───── Records to use ─────

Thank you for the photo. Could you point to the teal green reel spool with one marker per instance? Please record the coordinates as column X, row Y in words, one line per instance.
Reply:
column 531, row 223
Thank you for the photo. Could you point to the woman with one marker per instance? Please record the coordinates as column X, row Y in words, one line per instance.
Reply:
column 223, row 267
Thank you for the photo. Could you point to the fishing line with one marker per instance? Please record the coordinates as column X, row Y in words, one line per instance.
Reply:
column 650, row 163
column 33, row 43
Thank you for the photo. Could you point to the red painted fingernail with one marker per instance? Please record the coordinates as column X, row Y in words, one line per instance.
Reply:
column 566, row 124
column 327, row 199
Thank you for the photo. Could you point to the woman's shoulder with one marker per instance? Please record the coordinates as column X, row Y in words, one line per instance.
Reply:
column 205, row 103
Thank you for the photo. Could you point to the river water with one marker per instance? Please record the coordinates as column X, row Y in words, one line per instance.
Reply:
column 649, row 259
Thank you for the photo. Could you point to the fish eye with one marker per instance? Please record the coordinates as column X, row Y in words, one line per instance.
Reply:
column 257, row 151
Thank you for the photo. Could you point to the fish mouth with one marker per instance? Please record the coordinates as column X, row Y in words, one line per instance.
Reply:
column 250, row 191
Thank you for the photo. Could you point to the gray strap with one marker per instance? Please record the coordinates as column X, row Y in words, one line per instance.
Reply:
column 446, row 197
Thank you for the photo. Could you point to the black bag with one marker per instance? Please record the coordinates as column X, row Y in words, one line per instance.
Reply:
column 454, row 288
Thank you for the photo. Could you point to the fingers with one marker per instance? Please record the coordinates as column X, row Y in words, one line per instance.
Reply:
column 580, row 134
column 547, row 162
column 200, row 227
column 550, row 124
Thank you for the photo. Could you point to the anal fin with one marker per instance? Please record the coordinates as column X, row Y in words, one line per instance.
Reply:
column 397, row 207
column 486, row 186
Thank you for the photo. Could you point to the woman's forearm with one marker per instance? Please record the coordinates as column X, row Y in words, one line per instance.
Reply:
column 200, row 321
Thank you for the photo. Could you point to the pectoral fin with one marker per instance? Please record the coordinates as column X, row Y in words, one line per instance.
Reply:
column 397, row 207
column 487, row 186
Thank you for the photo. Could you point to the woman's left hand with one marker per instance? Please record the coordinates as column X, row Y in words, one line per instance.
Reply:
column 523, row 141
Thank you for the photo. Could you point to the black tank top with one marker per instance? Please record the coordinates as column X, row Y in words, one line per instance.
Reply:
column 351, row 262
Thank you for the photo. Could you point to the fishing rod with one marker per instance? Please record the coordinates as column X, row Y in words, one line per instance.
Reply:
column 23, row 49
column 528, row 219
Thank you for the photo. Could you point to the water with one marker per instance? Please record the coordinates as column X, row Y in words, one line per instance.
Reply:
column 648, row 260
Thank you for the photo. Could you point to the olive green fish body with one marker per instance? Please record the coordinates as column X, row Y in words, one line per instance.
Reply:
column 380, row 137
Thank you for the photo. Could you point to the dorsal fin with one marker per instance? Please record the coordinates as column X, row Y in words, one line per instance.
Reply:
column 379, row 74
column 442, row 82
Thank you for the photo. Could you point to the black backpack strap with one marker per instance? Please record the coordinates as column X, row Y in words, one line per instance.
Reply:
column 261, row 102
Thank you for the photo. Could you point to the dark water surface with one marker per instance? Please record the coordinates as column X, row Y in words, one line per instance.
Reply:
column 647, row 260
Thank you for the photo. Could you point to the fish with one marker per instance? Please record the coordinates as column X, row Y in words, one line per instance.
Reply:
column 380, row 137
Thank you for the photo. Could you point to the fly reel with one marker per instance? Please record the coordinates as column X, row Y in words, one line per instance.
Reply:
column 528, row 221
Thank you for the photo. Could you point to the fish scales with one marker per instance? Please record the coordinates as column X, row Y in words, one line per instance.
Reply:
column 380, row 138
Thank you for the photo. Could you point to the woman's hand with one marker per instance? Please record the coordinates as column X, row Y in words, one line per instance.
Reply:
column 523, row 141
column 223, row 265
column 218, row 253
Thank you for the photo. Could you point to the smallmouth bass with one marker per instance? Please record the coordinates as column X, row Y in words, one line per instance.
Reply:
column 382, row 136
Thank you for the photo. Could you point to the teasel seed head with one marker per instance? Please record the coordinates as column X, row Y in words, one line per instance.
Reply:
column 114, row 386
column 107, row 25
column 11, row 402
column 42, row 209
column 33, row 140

─────

_Exercise requirements_
From the entries above, extract every line where the word "fishing" appears.

_Your solution_
Thank you for the photo. Could you point to the fishing line with one marker per instance? Please record the coordinates as column X, row Y in words, one line per instance.
Thank you for the photo. Could you point to the fishing rod with one marker per instance? Please record the coordinates as column X, row Y in words, one line per instance.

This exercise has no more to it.